Rescale the entries from the line containing "[locate] forehead (one" through the end of the entries, reproducing every line with the requests included. Multiply each answer coordinate by 0.25 and round it to a whole number, rounding halves up, but leave the numbers in the requests and their format samples unchanged.

[Saved entries]
□ □ □ □
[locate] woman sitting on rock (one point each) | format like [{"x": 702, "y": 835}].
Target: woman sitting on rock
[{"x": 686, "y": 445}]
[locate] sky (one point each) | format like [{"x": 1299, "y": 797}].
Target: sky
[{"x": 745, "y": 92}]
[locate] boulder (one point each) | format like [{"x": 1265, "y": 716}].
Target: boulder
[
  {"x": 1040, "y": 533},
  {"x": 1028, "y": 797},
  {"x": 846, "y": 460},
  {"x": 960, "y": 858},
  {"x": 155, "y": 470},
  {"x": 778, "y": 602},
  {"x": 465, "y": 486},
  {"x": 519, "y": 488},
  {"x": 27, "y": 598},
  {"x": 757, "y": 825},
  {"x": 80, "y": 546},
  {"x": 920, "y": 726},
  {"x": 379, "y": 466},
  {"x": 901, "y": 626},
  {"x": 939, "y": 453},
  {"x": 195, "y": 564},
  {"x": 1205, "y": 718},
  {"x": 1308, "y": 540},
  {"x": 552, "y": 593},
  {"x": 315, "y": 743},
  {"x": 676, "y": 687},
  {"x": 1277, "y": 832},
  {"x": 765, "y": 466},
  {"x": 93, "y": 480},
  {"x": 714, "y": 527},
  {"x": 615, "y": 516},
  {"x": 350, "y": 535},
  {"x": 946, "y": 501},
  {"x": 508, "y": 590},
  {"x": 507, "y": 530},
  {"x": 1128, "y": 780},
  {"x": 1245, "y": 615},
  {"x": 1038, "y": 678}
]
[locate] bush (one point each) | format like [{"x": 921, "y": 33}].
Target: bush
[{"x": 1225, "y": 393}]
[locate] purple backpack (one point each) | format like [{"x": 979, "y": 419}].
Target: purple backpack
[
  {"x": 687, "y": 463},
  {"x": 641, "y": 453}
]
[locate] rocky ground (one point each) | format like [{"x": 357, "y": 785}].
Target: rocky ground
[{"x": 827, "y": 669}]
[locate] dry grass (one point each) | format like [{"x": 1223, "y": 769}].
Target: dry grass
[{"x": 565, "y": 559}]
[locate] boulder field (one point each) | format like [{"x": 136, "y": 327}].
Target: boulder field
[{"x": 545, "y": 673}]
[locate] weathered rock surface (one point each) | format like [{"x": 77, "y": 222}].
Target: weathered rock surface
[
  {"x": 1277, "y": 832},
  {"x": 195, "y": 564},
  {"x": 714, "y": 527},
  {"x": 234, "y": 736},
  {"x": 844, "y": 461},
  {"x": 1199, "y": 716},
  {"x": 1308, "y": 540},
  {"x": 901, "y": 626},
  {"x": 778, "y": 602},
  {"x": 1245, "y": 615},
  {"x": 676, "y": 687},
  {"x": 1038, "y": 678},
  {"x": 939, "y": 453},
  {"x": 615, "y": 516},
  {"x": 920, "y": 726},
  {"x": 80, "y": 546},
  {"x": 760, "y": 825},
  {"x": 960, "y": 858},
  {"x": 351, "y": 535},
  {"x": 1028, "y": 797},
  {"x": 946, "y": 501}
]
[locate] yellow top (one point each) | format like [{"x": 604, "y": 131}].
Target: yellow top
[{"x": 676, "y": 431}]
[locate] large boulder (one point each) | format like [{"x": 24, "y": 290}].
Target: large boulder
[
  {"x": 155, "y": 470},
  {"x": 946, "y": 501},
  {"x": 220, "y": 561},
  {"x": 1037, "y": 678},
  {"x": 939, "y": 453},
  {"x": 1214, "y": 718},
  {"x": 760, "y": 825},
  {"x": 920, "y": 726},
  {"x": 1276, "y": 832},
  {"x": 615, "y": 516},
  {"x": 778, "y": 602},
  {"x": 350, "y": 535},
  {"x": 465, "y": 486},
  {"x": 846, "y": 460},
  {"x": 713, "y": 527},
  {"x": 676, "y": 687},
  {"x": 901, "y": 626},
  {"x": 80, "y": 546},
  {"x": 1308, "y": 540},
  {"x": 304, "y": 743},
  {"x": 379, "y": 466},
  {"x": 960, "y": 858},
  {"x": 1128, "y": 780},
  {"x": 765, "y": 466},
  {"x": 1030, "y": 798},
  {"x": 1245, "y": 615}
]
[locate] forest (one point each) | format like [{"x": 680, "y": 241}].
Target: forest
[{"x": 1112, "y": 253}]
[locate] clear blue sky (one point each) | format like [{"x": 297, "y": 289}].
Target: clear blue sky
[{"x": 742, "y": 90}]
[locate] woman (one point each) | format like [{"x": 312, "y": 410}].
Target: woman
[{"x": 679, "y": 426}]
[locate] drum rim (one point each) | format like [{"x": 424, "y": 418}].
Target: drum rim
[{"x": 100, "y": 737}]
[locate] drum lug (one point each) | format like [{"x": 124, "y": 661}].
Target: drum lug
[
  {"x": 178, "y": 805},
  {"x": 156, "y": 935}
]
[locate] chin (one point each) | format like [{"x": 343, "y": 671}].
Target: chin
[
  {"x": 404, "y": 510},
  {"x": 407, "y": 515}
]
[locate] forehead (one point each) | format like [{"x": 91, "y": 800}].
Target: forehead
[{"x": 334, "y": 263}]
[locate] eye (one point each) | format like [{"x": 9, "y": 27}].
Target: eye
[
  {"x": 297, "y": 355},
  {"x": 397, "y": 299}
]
□ □ □ □
## The response
[locate] forehead (one point each) | format like [{"x": 91, "y": 800}].
Target: forehead
[{"x": 84, "y": 66}]
[locate] eye (one point each) | format like [{"x": 9, "y": 27}].
Target: eye
[
  {"x": 74, "y": 89},
  {"x": 99, "y": 75}
]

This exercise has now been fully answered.